** Excerpt to read **
= = = = =

When I first met Ken Campbell nearly a decade ago, kayaking was his business. He ran Azimuth Expeditions on South Tacoma Way. He sold kayaks and gear, he taught lessons, led trips in local waters and wrote books about his greatest adventures.
Today, Campbell uses his kayaking skills to spread his environmental message.
The pace of that effort picks up next month as Campbell and partner Steve Weileman premiere their second film on their efforts to track debris on remote beaches, and then they embark on a trip from one end of Puget Sound to the other aboard a kayak made of plastic bottles.
The film, “The Secrets of Augustine,” is based on a trip the two made last summer to paddle around Augustine Island at the mouth of Cook Inlet in Alaska. It is a follow-up to their 2012 trip in which they paddled from Neah Bay to Ruby Beach on the Olympic Peninsula looking for signs of debris from the 2011 Japanese tsunami. That trip resulted in their first film, “Ikkatsu Project: The Roadless Coast.”
Comparing the two trips in a recent phone conversation, Campbell said there were some differences.
“As citizen scientists, we’re a little more ahead of the game versus when we did the roadless coast trip,” he said.
“Paddlingwise, this trip was a little more demanding because it was quite remote. When we got dropped off at Augustine Island, we didn’t see another soul for 12 days. We saw one airplane go overhead.”
While there was plenty of debris — mainly plastic — not much of it could be attributed to the tsunami of 2011.
They did find, on a beach on the north side of Cook Inlet, a fishing net float that was covered in Japanese characters.
Some investigation after they returned to Tacoma revealed the float was part of fishing gear lost by a Japanese husband and wife. They returned the float, along with a soccer ball found on the Olympic Coast in 2012.
Campbell said they found some beaches clear of debris and others holding plenty of items.
“The debris is definitely there. But there were no beaches that were as bad as the one we found in 2012 at Portage Head, in terms of layers of plastic garbage. As the storms have come in, it has resulted in a layering of plastic garbage there.”

= = = = =

** Provided data **
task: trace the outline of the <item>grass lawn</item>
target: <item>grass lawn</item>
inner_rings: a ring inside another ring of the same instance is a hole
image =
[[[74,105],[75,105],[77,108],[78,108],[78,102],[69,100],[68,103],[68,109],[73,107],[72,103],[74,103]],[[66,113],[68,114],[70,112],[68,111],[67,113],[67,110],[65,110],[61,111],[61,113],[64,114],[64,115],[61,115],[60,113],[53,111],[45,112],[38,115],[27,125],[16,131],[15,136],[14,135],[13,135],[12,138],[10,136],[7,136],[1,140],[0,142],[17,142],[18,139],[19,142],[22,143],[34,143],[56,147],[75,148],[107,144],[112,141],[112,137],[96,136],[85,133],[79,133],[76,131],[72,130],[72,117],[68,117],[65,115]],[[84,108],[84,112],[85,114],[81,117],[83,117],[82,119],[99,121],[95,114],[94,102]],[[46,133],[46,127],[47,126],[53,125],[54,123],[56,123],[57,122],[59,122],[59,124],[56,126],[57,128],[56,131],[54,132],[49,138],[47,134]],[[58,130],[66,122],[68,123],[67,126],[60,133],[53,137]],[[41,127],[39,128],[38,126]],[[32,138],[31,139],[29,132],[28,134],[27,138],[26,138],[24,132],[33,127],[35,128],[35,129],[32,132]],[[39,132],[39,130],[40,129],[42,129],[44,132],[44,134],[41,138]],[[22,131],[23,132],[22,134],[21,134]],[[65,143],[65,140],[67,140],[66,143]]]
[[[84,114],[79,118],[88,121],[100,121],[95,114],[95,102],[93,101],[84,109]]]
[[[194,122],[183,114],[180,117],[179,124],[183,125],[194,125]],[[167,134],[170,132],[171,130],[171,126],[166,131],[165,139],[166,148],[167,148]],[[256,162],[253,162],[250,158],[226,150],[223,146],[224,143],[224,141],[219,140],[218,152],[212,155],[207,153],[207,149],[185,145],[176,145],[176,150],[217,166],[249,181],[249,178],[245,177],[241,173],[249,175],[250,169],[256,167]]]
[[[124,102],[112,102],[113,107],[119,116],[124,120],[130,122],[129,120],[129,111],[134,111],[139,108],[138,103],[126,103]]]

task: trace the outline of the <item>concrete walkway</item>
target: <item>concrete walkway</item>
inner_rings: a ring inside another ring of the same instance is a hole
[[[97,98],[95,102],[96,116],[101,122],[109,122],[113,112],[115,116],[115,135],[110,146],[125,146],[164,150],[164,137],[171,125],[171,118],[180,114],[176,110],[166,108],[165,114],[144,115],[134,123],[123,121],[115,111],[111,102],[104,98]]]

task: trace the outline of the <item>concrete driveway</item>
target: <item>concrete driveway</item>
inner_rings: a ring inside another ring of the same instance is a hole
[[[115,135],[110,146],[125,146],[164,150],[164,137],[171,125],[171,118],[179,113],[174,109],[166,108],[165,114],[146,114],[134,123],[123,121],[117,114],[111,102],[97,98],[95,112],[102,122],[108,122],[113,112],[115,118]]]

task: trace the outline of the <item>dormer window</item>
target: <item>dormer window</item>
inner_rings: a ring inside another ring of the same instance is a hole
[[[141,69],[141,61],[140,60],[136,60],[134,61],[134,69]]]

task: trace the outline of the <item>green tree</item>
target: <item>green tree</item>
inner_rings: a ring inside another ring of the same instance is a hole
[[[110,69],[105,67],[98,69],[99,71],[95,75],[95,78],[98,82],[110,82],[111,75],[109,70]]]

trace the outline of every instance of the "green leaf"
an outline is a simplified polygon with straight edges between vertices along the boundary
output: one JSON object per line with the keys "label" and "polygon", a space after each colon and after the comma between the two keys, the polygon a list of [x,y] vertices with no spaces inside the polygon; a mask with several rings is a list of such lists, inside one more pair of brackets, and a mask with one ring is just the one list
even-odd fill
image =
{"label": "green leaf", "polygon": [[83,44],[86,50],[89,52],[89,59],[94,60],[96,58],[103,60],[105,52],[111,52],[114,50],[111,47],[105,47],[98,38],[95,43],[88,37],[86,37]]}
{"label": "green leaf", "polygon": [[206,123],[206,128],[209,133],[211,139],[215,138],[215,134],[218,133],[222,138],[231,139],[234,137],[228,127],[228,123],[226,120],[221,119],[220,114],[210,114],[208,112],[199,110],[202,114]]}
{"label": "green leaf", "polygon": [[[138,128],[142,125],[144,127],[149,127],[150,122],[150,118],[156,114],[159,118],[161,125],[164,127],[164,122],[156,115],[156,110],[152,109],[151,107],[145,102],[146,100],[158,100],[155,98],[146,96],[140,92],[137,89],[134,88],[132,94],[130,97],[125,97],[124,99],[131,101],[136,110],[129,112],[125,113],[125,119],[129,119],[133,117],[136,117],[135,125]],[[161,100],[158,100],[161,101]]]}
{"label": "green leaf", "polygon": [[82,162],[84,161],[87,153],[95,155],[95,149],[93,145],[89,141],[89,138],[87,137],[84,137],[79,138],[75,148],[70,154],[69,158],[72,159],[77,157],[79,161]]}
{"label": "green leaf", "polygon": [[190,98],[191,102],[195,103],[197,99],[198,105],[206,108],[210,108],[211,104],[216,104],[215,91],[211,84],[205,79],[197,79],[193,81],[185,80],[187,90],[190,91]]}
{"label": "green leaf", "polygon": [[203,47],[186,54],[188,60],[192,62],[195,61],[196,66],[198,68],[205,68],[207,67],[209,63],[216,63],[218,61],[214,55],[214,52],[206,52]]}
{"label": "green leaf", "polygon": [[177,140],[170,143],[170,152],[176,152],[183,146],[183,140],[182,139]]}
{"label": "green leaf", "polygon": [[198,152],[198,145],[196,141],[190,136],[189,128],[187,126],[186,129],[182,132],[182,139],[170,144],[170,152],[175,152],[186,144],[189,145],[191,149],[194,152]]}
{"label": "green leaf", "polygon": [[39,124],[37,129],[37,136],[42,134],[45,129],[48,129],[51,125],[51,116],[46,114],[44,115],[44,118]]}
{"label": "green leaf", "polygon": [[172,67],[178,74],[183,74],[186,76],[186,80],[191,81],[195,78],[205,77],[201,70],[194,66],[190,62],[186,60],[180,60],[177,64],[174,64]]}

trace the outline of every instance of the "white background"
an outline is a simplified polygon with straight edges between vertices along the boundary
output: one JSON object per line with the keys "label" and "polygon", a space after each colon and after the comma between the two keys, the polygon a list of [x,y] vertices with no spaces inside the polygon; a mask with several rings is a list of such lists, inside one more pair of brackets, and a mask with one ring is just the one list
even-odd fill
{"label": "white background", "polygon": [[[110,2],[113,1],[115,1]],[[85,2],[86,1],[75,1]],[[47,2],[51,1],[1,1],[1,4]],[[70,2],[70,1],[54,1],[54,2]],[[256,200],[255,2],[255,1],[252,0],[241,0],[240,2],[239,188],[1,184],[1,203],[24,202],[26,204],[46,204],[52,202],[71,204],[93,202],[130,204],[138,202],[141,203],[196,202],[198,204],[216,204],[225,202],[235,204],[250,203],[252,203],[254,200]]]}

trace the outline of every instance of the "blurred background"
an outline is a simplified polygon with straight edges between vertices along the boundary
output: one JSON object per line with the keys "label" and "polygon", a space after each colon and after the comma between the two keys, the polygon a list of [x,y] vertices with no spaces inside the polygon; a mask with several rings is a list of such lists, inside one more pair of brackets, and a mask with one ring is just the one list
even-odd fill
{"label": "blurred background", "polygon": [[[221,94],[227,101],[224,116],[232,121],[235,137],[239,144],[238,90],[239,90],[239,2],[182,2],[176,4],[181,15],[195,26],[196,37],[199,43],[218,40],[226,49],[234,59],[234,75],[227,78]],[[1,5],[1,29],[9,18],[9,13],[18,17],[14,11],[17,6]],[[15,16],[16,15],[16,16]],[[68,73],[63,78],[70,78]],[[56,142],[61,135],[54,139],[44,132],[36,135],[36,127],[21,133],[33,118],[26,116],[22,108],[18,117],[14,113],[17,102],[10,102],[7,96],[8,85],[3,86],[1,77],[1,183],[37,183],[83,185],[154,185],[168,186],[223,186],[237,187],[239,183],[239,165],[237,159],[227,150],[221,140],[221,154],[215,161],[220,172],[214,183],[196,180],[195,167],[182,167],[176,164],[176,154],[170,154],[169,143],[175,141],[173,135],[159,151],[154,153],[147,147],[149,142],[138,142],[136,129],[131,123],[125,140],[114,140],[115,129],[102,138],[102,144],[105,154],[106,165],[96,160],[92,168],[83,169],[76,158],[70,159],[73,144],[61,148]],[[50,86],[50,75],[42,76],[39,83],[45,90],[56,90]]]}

= = = = =

** Things to do **
• a. Reproduce the Ken Campbell article, beginning at the words "When I first" and stopping after "his environmental message.".
• b. Can you pull out every line of the records that contains the word "task", with case counting?
The Ken Campbell article and the records are unrelated to each other.

** Expected results **
• a.
When I first met Ken Campbell nearly a decade ago, kayaking was his business. He ran Azimuth Expeditions on South Tacoma Way. He sold kayaks and gear, he taught lessons, led trips in local waters and wrote books about his greatest adventures.
Today, Campbell uses his kayaking skills to spread his environmental message.

• b.
task: trace the outline of the <item>grass lawn</item>
task: trace the outline of the <item>concrete walkway</item>
task: trace the outline of the <item>concrete driveway</item>
task: trace the outline of the <item>dormer window</item>
task: trace the outline of the <item>green tree</item>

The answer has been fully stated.